TASK STATEMENT :: Beneath this line is the data. Output exactly the lines from the line with "Task: indicate the white pipe" to the line with "Task: indicate the tire", both ends included, and nothing more.
*** RECORDS FOR THIS EXERCISE Section Begins ***
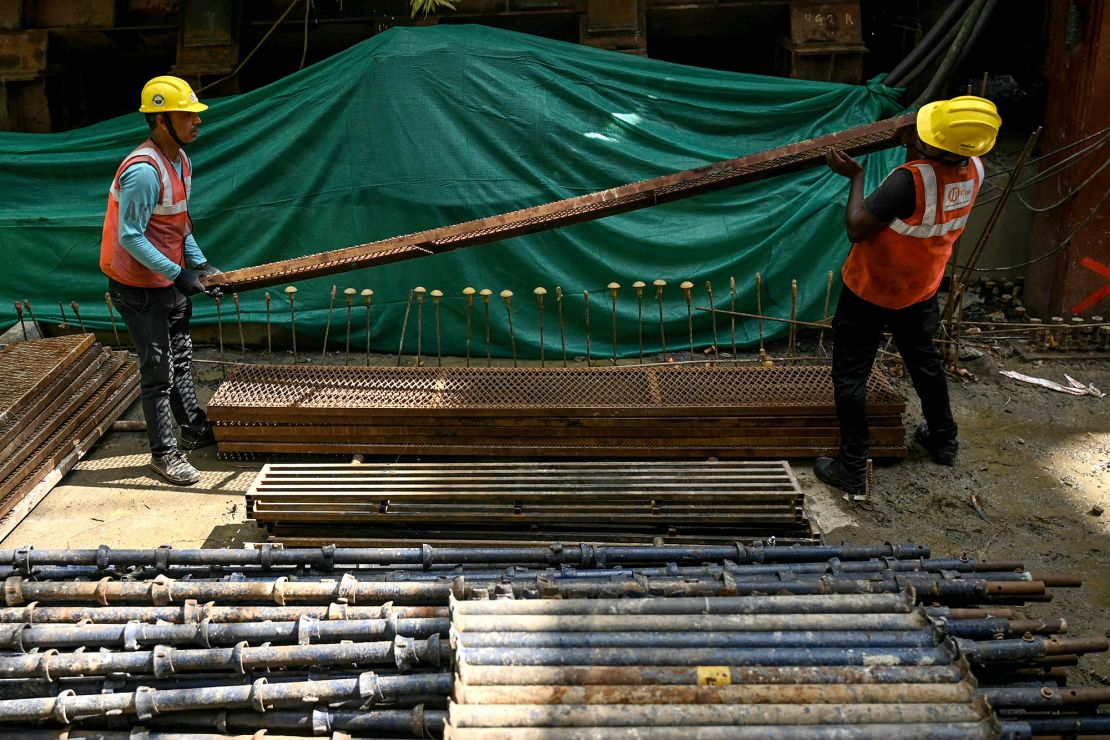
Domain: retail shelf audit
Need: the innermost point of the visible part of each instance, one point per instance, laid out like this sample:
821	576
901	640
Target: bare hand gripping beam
666	189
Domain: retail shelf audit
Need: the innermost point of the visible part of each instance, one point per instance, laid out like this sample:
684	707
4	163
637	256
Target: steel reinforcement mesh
633	391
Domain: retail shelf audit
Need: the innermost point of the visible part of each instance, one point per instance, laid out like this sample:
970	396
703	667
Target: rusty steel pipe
207	634
669	675
569	716
164	661
190	611
586	555
820	693
147	703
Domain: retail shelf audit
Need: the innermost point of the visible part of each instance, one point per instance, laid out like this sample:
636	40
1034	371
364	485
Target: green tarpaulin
422	128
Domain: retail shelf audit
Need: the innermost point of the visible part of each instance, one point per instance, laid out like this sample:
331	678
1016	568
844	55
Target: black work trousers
858	327
158	320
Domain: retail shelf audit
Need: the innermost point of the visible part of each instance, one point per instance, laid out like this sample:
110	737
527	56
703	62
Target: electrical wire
1055	250
1069	194
256	47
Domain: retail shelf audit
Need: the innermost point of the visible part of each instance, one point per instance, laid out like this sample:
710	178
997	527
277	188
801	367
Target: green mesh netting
422	128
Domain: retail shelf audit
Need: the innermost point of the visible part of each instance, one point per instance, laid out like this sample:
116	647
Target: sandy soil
1033	465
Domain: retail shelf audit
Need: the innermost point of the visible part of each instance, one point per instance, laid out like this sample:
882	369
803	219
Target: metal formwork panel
262	393
28	367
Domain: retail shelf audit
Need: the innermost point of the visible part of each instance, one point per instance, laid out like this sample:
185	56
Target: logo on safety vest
959	194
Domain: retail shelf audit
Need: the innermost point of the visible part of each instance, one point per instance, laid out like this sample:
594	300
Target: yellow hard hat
169	93
966	125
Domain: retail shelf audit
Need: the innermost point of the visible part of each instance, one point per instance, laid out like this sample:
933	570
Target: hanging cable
1069	194
256	47
1055	250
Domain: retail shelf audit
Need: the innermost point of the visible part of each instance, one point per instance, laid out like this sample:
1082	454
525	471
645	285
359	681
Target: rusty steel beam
728	173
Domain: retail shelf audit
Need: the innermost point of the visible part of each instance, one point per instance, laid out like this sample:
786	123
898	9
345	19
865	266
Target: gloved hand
188	282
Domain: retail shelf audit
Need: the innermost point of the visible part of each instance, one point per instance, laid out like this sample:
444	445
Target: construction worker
153	265
902	236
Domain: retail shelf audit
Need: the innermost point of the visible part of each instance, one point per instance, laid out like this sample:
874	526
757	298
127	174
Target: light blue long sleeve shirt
139	191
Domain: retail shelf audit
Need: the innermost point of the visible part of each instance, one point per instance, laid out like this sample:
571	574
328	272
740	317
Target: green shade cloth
422	128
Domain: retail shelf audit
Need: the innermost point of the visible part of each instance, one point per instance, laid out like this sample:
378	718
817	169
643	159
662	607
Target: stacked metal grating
59	395
613	413
551	500
854	640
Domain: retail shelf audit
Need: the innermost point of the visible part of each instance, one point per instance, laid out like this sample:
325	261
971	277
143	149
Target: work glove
188	282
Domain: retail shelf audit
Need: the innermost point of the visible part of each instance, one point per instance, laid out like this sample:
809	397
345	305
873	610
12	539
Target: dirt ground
1033	466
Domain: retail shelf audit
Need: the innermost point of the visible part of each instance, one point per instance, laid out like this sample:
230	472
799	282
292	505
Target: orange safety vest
168	225
904	263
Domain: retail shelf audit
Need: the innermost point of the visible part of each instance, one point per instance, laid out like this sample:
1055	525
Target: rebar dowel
328	324
367	296
291	292
825	312
420	323
562	326
27	307
77	312
270	346
404	326
540	293
468	292
485	293
659	284
111	315
613	314
708	295
687	286
585	297
638	285
349	294
219	327
732	305
506	295
794	317
436	294
19	312
759	308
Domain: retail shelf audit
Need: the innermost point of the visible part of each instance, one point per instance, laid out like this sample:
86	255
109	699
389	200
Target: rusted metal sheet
622	199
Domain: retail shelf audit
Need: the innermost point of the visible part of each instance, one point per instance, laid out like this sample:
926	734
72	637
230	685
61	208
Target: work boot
175	468
833	472
194	441
942	452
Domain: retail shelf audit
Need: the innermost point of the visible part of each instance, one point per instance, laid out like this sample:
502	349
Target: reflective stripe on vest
904	263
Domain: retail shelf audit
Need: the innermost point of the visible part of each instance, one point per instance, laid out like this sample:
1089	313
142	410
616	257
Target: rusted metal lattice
628	412
604	203
64	393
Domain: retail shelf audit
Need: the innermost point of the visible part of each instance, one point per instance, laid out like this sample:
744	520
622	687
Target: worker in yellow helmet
902	235
153	265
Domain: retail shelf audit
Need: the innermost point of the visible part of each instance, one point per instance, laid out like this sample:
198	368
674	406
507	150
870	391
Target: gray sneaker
175	468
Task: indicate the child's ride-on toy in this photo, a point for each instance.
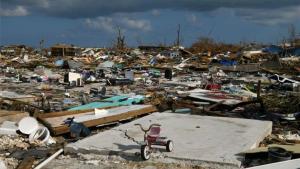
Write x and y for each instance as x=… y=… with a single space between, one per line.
x=152 y=137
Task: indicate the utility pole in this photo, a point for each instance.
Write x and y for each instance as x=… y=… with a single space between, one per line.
x=178 y=36
x=120 y=40
x=292 y=34
x=41 y=46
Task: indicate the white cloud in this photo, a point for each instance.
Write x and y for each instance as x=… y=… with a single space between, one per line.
x=270 y=16
x=142 y=24
x=109 y=24
x=155 y=12
x=101 y=23
x=17 y=11
x=192 y=18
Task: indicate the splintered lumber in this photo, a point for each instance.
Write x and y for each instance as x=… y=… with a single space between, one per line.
x=26 y=163
x=54 y=121
x=14 y=116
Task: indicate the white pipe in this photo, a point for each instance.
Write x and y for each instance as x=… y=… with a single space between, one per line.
x=41 y=165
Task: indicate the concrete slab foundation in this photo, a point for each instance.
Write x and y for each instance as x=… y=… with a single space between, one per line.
x=196 y=138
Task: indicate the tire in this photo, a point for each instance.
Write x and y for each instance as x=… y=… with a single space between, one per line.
x=145 y=152
x=170 y=146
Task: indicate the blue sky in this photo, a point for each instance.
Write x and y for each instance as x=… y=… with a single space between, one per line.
x=94 y=22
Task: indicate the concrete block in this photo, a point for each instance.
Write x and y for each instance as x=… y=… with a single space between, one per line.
x=8 y=128
x=196 y=138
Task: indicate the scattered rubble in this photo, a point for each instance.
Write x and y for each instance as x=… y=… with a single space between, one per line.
x=54 y=99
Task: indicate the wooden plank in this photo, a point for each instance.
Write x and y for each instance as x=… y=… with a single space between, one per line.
x=26 y=163
x=104 y=120
x=63 y=113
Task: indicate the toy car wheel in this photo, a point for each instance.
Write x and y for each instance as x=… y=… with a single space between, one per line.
x=170 y=146
x=145 y=152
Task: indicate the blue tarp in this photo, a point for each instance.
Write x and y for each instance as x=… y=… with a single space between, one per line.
x=273 y=49
x=110 y=102
x=228 y=62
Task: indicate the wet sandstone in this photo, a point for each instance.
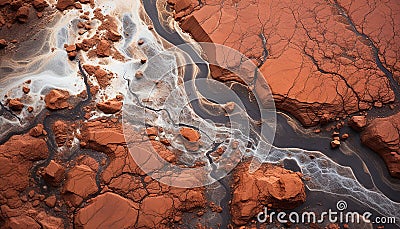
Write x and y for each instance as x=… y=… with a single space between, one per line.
x=86 y=191
x=383 y=136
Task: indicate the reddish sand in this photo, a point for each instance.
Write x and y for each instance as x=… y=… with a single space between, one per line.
x=317 y=67
x=269 y=186
x=382 y=135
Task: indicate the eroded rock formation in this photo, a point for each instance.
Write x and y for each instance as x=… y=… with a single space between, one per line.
x=383 y=136
x=318 y=58
x=270 y=186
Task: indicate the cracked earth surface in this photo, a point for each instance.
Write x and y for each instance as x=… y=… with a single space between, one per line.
x=71 y=167
x=319 y=57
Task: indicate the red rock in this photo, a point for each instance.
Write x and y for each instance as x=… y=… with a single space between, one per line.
x=40 y=4
x=48 y=221
x=357 y=122
x=154 y=210
x=22 y=222
x=64 y=4
x=102 y=76
x=103 y=48
x=53 y=173
x=37 y=130
x=113 y=35
x=304 y=82
x=17 y=157
x=335 y=143
x=51 y=201
x=23 y=14
x=70 y=48
x=80 y=182
x=4 y=2
x=15 y=105
x=152 y=131
x=3 y=43
x=60 y=130
x=57 y=99
x=272 y=185
x=190 y=134
x=108 y=210
x=382 y=136
x=101 y=137
x=110 y=106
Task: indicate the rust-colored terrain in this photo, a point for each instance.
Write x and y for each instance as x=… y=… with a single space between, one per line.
x=72 y=170
x=323 y=60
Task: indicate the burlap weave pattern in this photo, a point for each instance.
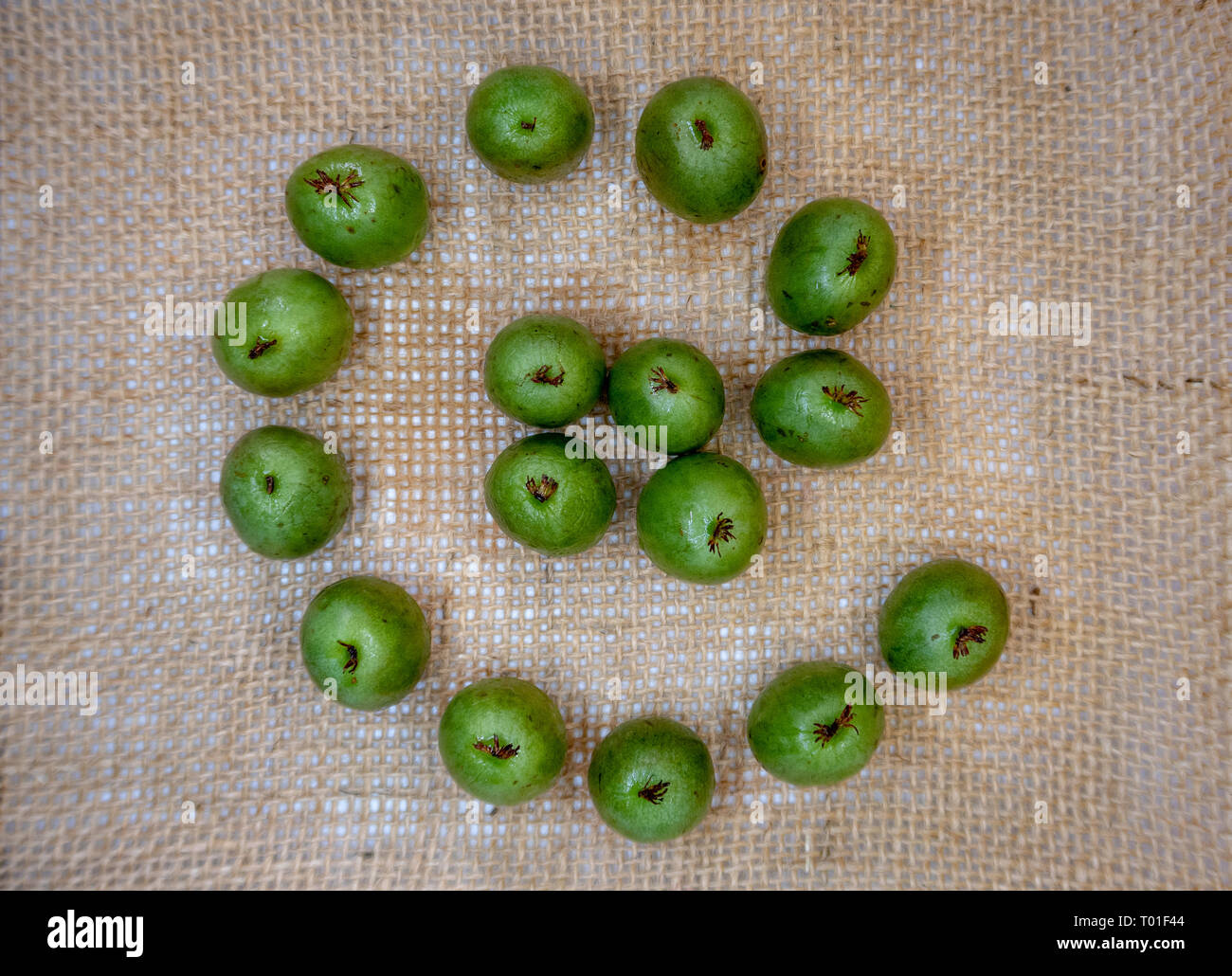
*** RECORDS FOR THIS EXERCISE Section Ends ***
ANSWER FOR THE TASK ::
Task: indicate the white pipe in this photo, a point for each instance.
Write x and y for each instance as x=… y=… with a single space between, one per line.
x=41 y=165
Task: indicate the concrete slab foundation in this photo, a point for each instance.
Write x and y for each instance as x=… y=… with a single space between, one per line.
x=196 y=138
Task: indicate the tire in this photo, a point for each instance.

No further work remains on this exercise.